O que fazer:
• 1. Devolva, sem nenhuma alteração, o trecho da resenha da trilogia Aléxandros que vai de "Por onde andam" até "Valerio Massimo Manfredi.", inclusive.
• 2. Retome a resenha da trilogia Aléxandros a partir da última frase apresentada.

Texto fornecido:

^^^^^^^^

Angélica 02/11/2011Alalalái!Dormem os picos das montanhas,
Dormem mares e florestas,
E tu velas insone na noite, Aléxandros.
Por onde andam teus olhos,
Aonde vai teu coração?
Buscas lugares longínquos
Onde se põe constelações,
Onde morrem as ondas do imenso oceano.
Não pensas em mim, e minha amarga espera.
Arde em ti o fogo que queima
No coração dos deuses.*
Para re-estrear o blog com o pé direito (ou talvez seja com o esquerdo, já que eu sou canhota), hoje trago a resenha de uma trilogia histórica – em todos os sentidos da palavra. Com vocês, Aléxandros, de Valerio Massimo Manfredi.
Como o título já entrega, a trilogia conta, de forma romanceada, a vida e os feitos de Alexandre da Macedônia, mais conhecido como Alexandre, o Grande. Gostaria de fazer um parêntese antes de começar a resenha: Por se tratar de uma série baseada em fatos históricos, eu me senti livre para citar alguns dos acontecimentos da trama ao longo da resenha – afinal de contas, a história da humanidade não pode ser considerada spoiler, é ou não é? ;-). Mas não se preocupem: eu procurei não entrar muito nos meandros da trama, e citei somente o estritamente necessário. Bom, vamos lá.

^^^^^^^^

Conteúdo dos dados:
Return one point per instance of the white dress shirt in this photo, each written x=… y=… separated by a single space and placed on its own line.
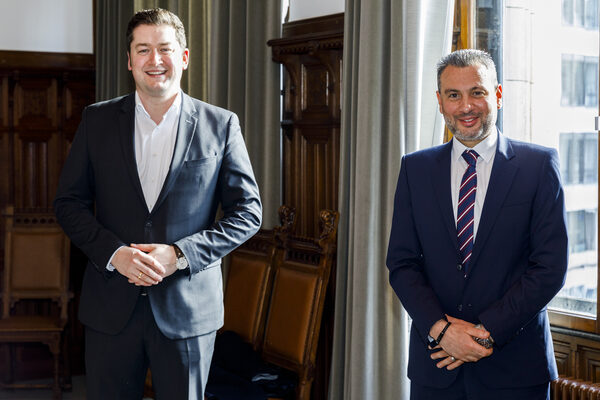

^^^^^^^^

Respostas:
• 1.
Por onde andam teus olhos,
Aonde vai teu coração?
Buscas lugares longínquos
Onde se põe constelações,
Onde morrem as ondas do imenso oceano.
Não pensas em mim, e minha amarga espera.
Arde em ti o fogo que queima
No coração dos deuses.*
Para re-estrear o blog com o pé direito (ou talvez seja com o esquerdo, já que eu sou canhota), hoje trago a resenha de uma trilogia histórica – em todos os sentidos da palavra. Com vocês, Aléxandros, de Valerio Massimo Manfredi.

• 2.
O primeiro livro, “O Sonho de Olympias”, narra o período que vai desde o nascimento de Alexandre até os trágicos acontecimentos que o colocaram no trono da Macedônia. O segundo volume, “As Areias de Amon”, retrata o primeiro período de seu governo, e o começo da investida macedônia contra os persas. Por fim, “Os Confins do Mundo” centra-se na conquista dos grandes territórios persas pelo jovem rei, finalizando a trilogia com os eventos que levaram à sua morte.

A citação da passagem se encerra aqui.